*** Data for this task

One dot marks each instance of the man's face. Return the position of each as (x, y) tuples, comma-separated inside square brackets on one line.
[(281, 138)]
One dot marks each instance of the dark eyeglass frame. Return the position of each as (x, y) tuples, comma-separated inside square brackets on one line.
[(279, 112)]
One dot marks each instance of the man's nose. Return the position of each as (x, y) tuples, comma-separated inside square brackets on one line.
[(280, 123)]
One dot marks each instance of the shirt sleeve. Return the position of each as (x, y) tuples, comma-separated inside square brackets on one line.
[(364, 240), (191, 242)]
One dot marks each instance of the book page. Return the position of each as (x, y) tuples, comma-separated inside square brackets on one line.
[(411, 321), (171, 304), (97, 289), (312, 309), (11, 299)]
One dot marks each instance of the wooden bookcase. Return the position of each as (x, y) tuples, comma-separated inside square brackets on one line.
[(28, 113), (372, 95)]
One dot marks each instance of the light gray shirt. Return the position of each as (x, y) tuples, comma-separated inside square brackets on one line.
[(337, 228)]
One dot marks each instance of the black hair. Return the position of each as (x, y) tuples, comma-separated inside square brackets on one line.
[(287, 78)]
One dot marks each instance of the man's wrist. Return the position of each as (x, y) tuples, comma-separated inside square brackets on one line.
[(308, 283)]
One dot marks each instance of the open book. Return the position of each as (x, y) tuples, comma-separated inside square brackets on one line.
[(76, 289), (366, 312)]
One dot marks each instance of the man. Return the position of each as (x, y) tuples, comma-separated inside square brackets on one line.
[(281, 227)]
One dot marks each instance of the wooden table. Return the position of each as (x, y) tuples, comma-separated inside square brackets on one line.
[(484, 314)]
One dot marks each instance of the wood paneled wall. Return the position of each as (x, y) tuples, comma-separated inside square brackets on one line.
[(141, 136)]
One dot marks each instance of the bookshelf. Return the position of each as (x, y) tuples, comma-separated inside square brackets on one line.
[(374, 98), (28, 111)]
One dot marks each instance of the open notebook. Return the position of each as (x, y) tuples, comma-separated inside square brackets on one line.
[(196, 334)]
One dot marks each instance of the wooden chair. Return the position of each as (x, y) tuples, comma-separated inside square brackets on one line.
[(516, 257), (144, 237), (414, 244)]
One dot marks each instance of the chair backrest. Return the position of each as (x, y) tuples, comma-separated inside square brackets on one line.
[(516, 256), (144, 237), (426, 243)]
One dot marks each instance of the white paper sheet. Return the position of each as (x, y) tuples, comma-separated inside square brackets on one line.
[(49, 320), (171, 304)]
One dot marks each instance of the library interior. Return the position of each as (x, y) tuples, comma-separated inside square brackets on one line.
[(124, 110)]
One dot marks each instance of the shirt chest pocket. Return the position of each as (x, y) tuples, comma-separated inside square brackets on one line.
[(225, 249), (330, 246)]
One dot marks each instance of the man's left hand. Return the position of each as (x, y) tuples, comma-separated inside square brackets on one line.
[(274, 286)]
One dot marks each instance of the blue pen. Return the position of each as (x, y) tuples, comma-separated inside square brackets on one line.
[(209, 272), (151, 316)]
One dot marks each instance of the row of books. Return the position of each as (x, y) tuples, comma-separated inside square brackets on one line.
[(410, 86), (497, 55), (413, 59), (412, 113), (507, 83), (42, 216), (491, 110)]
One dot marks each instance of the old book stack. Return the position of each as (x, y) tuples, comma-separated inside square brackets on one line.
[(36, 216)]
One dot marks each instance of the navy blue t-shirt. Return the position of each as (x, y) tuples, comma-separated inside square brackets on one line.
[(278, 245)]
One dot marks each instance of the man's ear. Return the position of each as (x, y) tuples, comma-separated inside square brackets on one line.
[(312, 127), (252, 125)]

******

Exercise goal
Every record, from the first to the last, should be transcribed exactly.

Output below
One dot marks each instance of the man's face. Return the position of each as (x, y) tuples, comma-separated inside square brackets on one line.
[(281, 138)]
One dot marks each instance of the dark eyeglass frame. Return the position of each as (x, y) tuples, comma-separated inside square brackets on one line.
[(279, 112)]
One dot marks each instance of the man's nose. Return the position of each as (x, y) tuples, comma-separated inside square brackets on one line.
[(280, 123)]
One dot marks each instance of the shirt sleeve. Return the position of each as (x, y) tuples, comma-separated inside square brackets on one line.
[(364, 240), (191, 242)]
One dot marks each instance of the book page. Return the position of each as (x, y) tuples, comma-separated inside square brackets on one line.
[(411, 321), (171, 304), (97, 289), (312, 309), (11, 299)]
One dot marks each instance of the wooden bookcase. Return the position of each as (x, y) tuples, comma-separated inside square brackets on one line.
[(28, 113), (372, 95)]
One dot marks each instance of the light gray shirt. Return the position of each as (x, y) tuples, comma-separated inside square brackets on one line.
[(337, 228)]
One dot marks each instance of the black hair. Return the position of each as (x, y) tuples, comma-separated inside square brackets on one line.
[(287, 78)]
One dot marks each instance of the man's wrist. Return the position of each as (x, y) tuples, comma-separated inside square brackets on one line.
[(308, 283)]
One dot marks each instance of the open book. Return the position of each as (x, y) tuples, comma-separated inside square brackets on one line.
[(76, 289), (366, 312)]
One dot marks each instance of the man. Return the position of each as (x, y) tuples, comma-separated inside square brackets on one line.
[(281, 227)]
One dot marks each instance of the wooden table. Return the position of each as (x, y) tuples, comma-separated inside square brackets on one line.
[(484, 314)]
One dot marks each instance of the wood paneled wall. Return the position of each as (x, y) tuples, comma-separated inside square brackets on one line.
[(141, 136)]
One dot marks each instance of the bookshelf. Return the position of each as (x, y) tuples, comma-separated inside square brackets on one line.
[(374, 98), (28, 111)]
One dot marks each instance of the open notebook. Return the position of each as (x, y) tuples, comma-separated inside square brackets on one line.
[(196, 334)]
One dot marks each instance of the wooden chair. Return the position of each as (x, y) tuples, comma-separated inside square brackets on one line.
[(516, 257), (144, 237), (414, 244)]
One dot marks each instance of the chair backrest. Return the position of each as (x, y) tuples, comma-separated inside square brackets on one line.
[(516, 256), (144, 237), (426, 243)]
One dot marks each instance of the white paper sheet. Return the position of each as (x, y) tuples, comma-separated inside square brackets on one line.
[(49, 320), (171, 304)]
One dot marks each instance of the library interior. Return the position of each as (x, y) tuples, comma-separated inside square brackets on one line.
[(124, 110)]
One dot marks each instance of the shirt chest pocket. Return the position of each as (x, y) tuples, comma-separated inside square brackets on one line.
[(225, 249), (330, 246)]
One dot marks each instance of the man's left hand. Return the position of each as (x, y) tuples, comma-separated inside square brackets on one line.
[(274, 286)]
One dot marks each instance of the blue pen. Return the position of each as (x, y) tuples, comma-separated inside square brackets on one line.
[(209, 272), (151, 316)]
One dot marks each instance of the row of books. Return the position of each as (x, y) tuples, comma-separated inside square brackets on one line.
[(410, 86), (497, 55), (413, 59), (412, 113), (507, 83), (42, 216), (491, 110)]
One dot marks each instance of the old book stack. Return the position of each as (x, y) tuples, comma-separated inside square brackets on one line.
[(36, 216)]
One dot marks each instance of the navy blue t-shirt. Return the position of each as (x, y) tuples, comma-separated inside square brackets on one line.
[(278, 245)]
One dot marks each instance of the man's ear. Return the position of each as (x, y) tuples, comma-separated inside square brackets on one line.
[(312, 127), (252, 125)]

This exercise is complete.